# TASK REQUIREMENTS
1 – From the memoir passage on stuttering, reproduce word for word the portion starting at "Even though it" and ending at "Moscow City Court.".
2 – Render this sentence from the memoir passage on stuttering into Spanish: "Even though it was the end of January, there was no snow on the street, and it was quite warm for the winter."
3 – Write a continuation of the memoir passage on stuttering, picking up after its final sentence.

# EXTRACT TO READ
-- Opening Marker --

It seemed interesting to me that the center is relatively close to 2nd Vladimirskaya Street, where we often went to visit the clinic, in which doctors tried to cure stuttering with some little spherical medicines. Still very often I underwent an EEG analysis (Electroencephalogram). They put a cap with electrodes on my head and did different measurements of brain activity. Sometimes I needed to sit relaxed, and sometimes I needed to breathe heavily, which sometimes made my head spin. I walked down that street on my way back, thinking how the doctors tried to treat with drugs for 13 years that which was dispelled in three seconds that I read the words “Stuttering is not a disease! Stuttering is just a habit…”
Even though it was the end of January, there was no snow on the street, and it was quite warm for the winter.
In the building of the employment center, they gave me a list of vacancies that I had to call in search of work. Surprisingly, I was hired for the first courier job. I called them because their office was a twenty minute walk from my house, next to the Moscow City Court.
But I did not start working right away. I think that there was a slight misunderstanding on my part, and I told one of the bosses that I could work in a couple of days, as my uncle Vitya had died.
I never went to my uncle’s funeral. I do not think that one case that slightly offended me in the village had anything to do with it. Then I was still a boy, and Uncle Vitya, as if for no reason, told me: “I do not understand, are you a fool or something?” There was another moment when he and my friend were discussing me in a clearly negative tone in the attic of our Big House. Unfortunately, this is not the only case when my relatives were not averse to amusing themselves and the company, expressing something negative about me. I remember how we met my cousin when we rode scooters around the countryside near our village. I then drove a bit forward, and looking in the rearview mirror I saw how they mocked me, looking and nodding their heads in my direction. In some families family ties do not mean much…
Becoming to pay more attention to what was happening in real life, I immediately noticed the presence of something that I had not noticed before due to the almost constant stay in my head – it was a pretty loud noise from the air conditioners of a branch of one of the Russian banks which in those years was right under our apartment. Mom had already written complaints about them because of the loud noise, and once the bank really rearranged its air conditioners in order to lower them, but their annoying noise still continued to go to the apartment.

-- Closing Marker --

# EXTRACTED ENTRIES
-- Opening Marker --

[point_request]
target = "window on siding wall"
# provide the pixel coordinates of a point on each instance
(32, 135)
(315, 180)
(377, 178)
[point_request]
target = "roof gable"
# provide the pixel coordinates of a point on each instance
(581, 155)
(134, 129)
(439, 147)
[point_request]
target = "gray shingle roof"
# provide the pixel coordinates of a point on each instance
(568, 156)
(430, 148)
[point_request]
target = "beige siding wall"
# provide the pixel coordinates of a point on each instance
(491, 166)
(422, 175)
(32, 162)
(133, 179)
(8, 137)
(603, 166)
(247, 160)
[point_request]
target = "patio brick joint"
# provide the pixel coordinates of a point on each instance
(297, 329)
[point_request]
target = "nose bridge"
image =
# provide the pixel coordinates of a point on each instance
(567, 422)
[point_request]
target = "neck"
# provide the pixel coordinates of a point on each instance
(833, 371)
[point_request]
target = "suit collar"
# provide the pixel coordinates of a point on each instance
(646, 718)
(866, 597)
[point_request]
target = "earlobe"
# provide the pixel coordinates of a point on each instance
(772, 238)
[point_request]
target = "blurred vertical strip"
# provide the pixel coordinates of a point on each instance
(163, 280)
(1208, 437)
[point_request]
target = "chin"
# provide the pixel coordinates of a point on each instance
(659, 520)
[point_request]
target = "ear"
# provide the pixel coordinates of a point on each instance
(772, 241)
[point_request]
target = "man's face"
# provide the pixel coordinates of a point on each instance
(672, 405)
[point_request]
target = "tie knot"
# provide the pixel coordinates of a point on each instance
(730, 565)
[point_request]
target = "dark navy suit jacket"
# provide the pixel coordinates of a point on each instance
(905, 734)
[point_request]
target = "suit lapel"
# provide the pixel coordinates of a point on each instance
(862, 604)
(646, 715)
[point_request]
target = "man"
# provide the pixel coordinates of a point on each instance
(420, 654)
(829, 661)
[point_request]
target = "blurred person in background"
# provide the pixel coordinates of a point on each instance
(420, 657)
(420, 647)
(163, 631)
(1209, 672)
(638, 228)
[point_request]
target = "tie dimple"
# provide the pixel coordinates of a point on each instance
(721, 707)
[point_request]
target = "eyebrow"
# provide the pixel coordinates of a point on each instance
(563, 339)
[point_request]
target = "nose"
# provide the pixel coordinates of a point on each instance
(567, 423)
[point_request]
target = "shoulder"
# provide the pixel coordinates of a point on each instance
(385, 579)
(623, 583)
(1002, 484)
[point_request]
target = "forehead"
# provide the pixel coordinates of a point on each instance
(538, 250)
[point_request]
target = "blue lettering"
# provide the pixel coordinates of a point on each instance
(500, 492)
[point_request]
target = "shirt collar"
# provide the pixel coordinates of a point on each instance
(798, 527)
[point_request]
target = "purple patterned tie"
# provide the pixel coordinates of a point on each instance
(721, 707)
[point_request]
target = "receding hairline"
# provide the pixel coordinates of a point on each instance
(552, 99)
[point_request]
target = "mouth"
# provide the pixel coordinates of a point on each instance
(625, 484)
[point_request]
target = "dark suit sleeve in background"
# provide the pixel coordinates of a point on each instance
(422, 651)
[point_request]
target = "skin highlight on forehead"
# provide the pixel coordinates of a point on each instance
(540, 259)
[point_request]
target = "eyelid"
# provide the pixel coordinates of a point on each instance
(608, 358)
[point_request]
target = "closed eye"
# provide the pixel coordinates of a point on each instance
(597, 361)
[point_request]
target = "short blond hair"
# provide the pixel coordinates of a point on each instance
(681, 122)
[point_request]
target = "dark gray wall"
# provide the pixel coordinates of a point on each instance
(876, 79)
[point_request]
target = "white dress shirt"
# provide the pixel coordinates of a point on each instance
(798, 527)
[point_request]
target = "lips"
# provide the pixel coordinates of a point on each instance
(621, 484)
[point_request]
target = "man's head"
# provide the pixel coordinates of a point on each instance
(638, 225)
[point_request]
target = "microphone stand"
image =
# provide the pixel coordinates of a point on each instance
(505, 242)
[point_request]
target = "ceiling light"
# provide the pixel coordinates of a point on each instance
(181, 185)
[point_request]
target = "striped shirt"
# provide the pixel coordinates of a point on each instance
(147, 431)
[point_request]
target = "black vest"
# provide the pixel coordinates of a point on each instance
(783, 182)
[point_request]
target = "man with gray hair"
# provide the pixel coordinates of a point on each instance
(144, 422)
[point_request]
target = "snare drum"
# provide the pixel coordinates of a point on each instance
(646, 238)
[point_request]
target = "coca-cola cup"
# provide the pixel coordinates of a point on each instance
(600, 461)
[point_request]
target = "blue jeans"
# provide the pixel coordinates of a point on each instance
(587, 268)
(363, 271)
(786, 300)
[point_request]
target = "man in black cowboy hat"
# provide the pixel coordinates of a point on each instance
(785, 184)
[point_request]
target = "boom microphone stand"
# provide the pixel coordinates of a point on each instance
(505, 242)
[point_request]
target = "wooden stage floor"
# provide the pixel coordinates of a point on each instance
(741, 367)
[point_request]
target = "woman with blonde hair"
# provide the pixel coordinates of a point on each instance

-- Closing Marker --

# SOLVED TASKS
1 –
Even though it was the end of January, there was no snow on the street, and it was quite warm for the winter.
In the building of the employment center, they gave me a list of vacancies that I had to call in search of work. Surprisingly, I was hired for the first courier job. I called them because their office was a twenty minute walk from my house, next to the Moscow City Court.

2 – Aunque era finales de enero, no había nieve en la calle y hacía bastante calor para ser invierno.

3 –
The first of February 2007 I went to work for the first time. My first day at work was training. I just walked with another young employee to various offices in Moscow. As I understand it, without a foot courier, the bosses often ordered him to deliver parcels and correspondence. Everything seemed normal. But when I came to the office the next day, the first thing I heard when I opened the door was: “What do you think of our courier?” – coming from that guy’s lips while he was leaving the front door. One of the young female employees quickly appreciated me and said that I was a very normal guy, albeit a little balding. Most likely, she changed her mind after a couple of weeks later when I looked at her awkwardly, still being shy, about which she immediately told the secretaries.